*TEXTE CHOISI*.
22 septembre 2004

Mauvais sang ne saurait mentir

Frédéric Sugnot

Mauvais sang ne saurait mentir. La libre adaptation de ce proverbe populaire convient parfaitement au cas du cycliste américain Tyler Hamilton. Le champion olympique du contre-la-montre à Athènes, a en effet fait, hier, l’objet d’un contrôle antidopage positif pendant le Tour d’Espagne. Du banal jusque-là. La méthode l’est moins en revanche pour les contrôleurs de l’Union cycliste internationale (UCI).

Dans l’attente de la contre-expertise, le coureur du Massachusetts a été pris pour transfusion sanguine. C’est le premier contrôle positif du genre dans l’histoire de la lutte antidopage. Leader de l’équipe suisse Phonak, Hamilton ne pourra pas prétendre qu’il n’a pas été prévenu. Avant la première étape du Tour d’Espagne, les instances de l’UCI avaient prévenu que cette Vuelta serait placée sous le sceau de la lutte antidopage.

Selon le quotidien sportif ibérique AS, l’Agence mondiale antidopage (AMA) et l’UCI avaient d’ailleurs dressé avant le départ une liste noire des coureurs les plus suspects, en se basant sur leurs analyses biologiques des années antérieures, leur envoyant même des courriers pour les prévenir qu’ils avaient de grandes chances d’être contrôlés.

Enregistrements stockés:

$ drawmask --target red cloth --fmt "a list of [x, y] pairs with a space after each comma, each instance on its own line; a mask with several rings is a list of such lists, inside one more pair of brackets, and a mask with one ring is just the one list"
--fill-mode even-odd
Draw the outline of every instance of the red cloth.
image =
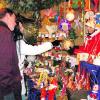
[[80, 46], [79, 49], [75, 49], [75, 53], [89, 53], [97, 55], [100, 52], [100, 32], [87, 41], [86, 45]]

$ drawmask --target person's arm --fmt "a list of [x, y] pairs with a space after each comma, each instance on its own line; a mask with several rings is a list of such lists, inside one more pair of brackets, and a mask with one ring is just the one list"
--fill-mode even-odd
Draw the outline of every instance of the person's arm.
[[[19, 45], [18, 42], [17, 42], [17, 45]], [[53, 48], [53, 45], [51, 42], [44, 42], [40, 45], [32, 46], [32, 45], [26, 44], [24, 40], [20, 40], [20, 53], [22, 55], [38, 55], [52, 48]]]

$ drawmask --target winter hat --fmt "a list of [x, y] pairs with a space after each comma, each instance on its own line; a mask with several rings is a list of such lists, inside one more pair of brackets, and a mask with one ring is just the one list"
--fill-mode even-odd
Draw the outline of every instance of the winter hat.
[[94, 20], [89, 20], [85, 23], [86, 26], [89, 26], [91, 28], [95, 28], [95, 22]]

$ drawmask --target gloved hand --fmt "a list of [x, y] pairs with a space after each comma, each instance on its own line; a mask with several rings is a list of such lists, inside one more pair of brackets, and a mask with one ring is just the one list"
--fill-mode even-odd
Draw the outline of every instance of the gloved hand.
[[53, 46], [59, 46], [60, 45], [60, 40], [55, 40], [52, 42]]

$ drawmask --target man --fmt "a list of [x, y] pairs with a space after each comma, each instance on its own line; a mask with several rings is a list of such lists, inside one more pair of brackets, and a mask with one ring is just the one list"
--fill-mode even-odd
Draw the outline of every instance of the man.
[[100, 29], [95, 27], [93, 20], [89, 20], [85, 25], [87, 29], [85, 43], [75, 51], [81, 57], [78, 72], [85, 70], [90, 73], [91, 87], [95, 84], [100, 86]]
[[96, 29], [93, 20], [89, 20], [85, 24], [87, 33], [85, 34], [85, 42], [83, 46], [75, 50], [81, 57], [80, 60], [87, 61], [88, 56], [92, 55], [92, 58], [100, 53], [100, 29]]
[[59, 45], [58, 41], [38, 46], [26, 44], [20, 32], [23, 31], [22, 24], [16, 20], [12, 10], [0, 9], [0, 100], [22, 100], [18, 58], [21, 59], [20, 65], [25, 55], [40, 54]]

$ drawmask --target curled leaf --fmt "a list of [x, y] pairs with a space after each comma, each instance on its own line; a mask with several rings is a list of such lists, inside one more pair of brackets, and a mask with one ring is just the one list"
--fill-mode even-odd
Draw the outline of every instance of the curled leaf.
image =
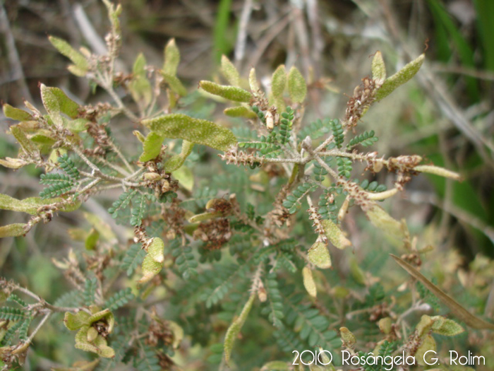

*CONSIGNE 1*.
D'après l'article sur le contrôle antidopage de Tyler Hamilton, pour quelle méthode le coureur a-t-il été contrôlé positif ?
*CONSIGNE 2*.
Recopiez tel quel, dans l'article sur Tyler Hamilton, le passage qui s'ouvre sur les mots contenant "Selon le quotidien" et se referme sur "chances d’être contrôlés.".
*CONSIGNE 3*.
Rédigez la suite de l'article sur le contrôle antidopage de Tyler Hamilton, à partir de sa dernière phrase.

*VOTRE RÉPONSE 1*.
Pour transfusion sanguine.

*VOTRE RÉPONSE 2*.
Selon le quotidien sportif ibérique AS, l’Agence mondiale antidopage (AMA) et l’UCI avaient d’ailleurs dressé avant le départ une liste noire des coureurs les plus suspects, en se basant sur leurs analyses biologiques des années antérieures, leur envoyant même des courriers pour les prévenir qu’ils avaient de grandes chances d’être contrôlés.

*VOTRE RÉPONSE 3*.
Pris les doigts dans la confiture
Héros malheureux du Tour de France 2003, Tyler Hamilton bénéficiait peut-être d’une cote de sympathie qui lui octroyait le bénéfice du doute. Du moins auprès des aficionados de la petite reine. Son histoire a marqué. Il y a un peu plus d’un an, le coursier de Marblehead franchissait les cols les plus pentus des Alpes sur un seul bras. À trente-trois ans, l’ancien lieutenant de Lance Armstrong à l’US Postal sidérait chaque jour les observateurs de la Grande Boucle en continuant son périple sur les routes du Tour de France malgré deux lignes de fracture décelées à la clavicule droite. À l’époque, le médecin du Tour s’enthousiasmait presque : « Sa seule limite, c’est la souffrance. » Le bras en écharpe, Hamilton finira quatrième de cette édition 2003 du Tour.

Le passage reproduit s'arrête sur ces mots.